Source:
(begin)

I am acting in good faith. I simply hold that you are mistaken in thinking that defying expectation is the equivalent of chromaticism in diatonically based music. I don't believe there is an equivalence and your example does not convince me.
I could upload hundreds of pieces from Feldman, Messiaen, Rihm, you name it and not find a meaningful way to describe any particular note as 'coloured' in the sense that I could find in hundreds of examples from CP tonality.
And I stress _a meaningful_ way.


----------



## Mahlerian

Petwhac said:


> I am acting in good faith. I simply hold that you are mistaken in thinking that defying expectation is the equivalent of chromaticism in diatonically based music. I don't believe there is an equivalence *and your example does not convince me.*
> I could upload hundreds of pieces from Feldman, Messiaen, Rihm, you name it and not find a meaningful way to describe any particular note as 'coloured' in the sense that I could find in hundreds of examples from CP tonality.
> And I stress _a meaningful_ way.


Well, listen for yourself to my example.

http://www.youtube.com/watch?feature=player_detailpage&v=gcBg-tXn0fs#t=134

Does it work in a tonal fashion or not?

Sorry about calling your bluff, but I didn't think you would be able to tell the difference, and I was right. You didn't take my example seriously, just as I knew you wouldn't.

(end)

What the task asks:
Please answer these questions from the forum thread on chromaticism:
(a) Which composers does Petwhac name?
(b) Which words does Petwhac stress?
(c) What question does Mahlerian ask about the example?

Source material:
(begin)

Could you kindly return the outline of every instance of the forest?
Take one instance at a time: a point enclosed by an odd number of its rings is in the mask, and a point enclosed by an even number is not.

(end)

Task response:
(a) Feldman, Messiaen and Rihm.
(b) "a meaningful" (in "a meaningful way").
(c) "Does it work in a tonal fashion or not?"